(Required task 1):
Repeat the stretch of the EV battery thread from "## Capt Bill" through "frustrating as hell.", word for word.
(Required task 2):
In the EV battery thread, how many modules make up a Leaf battery?

— start of Selected text —

Curious: Is there any way to to buy a BYD Blade Battery set, which I have been seeing on Youtube; ... for a DIY install into an EV than had some older different brand battery.


----------



## Capt Bill (10 mo ago)

floydr said:


> From what I read the weight of leaf battery packs 24-40K is within 40LBs of each other. There new 62kWh pack is likely 300Lbs heaver based on curb weight of 40kWh model vs curb weight of the 62kWh models.
> I use duck duck go or google which is sometimes frustrating as hell.
> later floyd


Curious: What is the weight of a Leaf Battery?


----------



## floydr (Jun 21, 2021)

A module weighs 8.4Lbs 2s2p there are 48 modules in a leaf battery, 403lbs, then you have all the support hardware, the battery case, contactors etc inside the battery case. The battery is a sum of all these parts Someone else probably has more up to date information.
later floyd


----------



## remy_martian (Feb 4, 2019)

Capt Bill said:


> Curious: Is there any way to to buy a BYD Blade Battery set, which I have been seeing on Youtube; ... for a DIY install into an EV than had some older different brand battery.


Man, you are all over the place.

Find a crashed electric municipal bus.


----------

— end of Selected text —
— start of Supplied material —

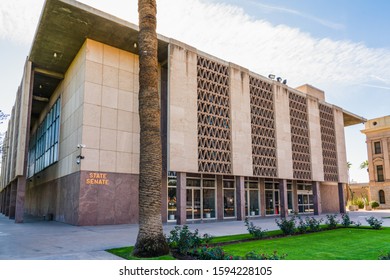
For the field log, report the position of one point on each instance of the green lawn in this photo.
(340, 244)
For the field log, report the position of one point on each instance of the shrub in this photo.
(255, 256)
(313, 224)
(345, 220)
(255, 231)
(332, 221)
(210, 253)
(374, 222)
(384, 256)
(182, 239)
(287, 226)
(302, 226)
(374, 204)
(217, 253)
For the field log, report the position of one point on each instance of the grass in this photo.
(340, 244)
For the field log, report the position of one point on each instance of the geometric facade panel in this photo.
(300, 141)
(214, 135)
(328, 138)
(263, 128)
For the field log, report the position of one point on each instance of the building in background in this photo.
(235, 144)
(377, 132)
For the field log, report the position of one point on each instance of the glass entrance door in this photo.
(305, 203)
(272, 202)
(193, 204)
(305, 198)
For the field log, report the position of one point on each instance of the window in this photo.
(379, 173)
(377, 148)
(43, 144)
(382, 197)
(172, 181)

— end of Supplied material —

(Written answer 1):
## Capt Bill (10 mo ago)

floydr said:


> From what I read the weight of leaf battery packs 24-40K is within 40LBs of each other. There new 62kWh pack is likely 300Lbs heaver based on curb weight of 40kWh model vs curb weight of the 62kWh models.
> I use duck duck go or google which is sometimes frustrating as hell.

(Written answer 2):
A Leaf battery has 48 modules.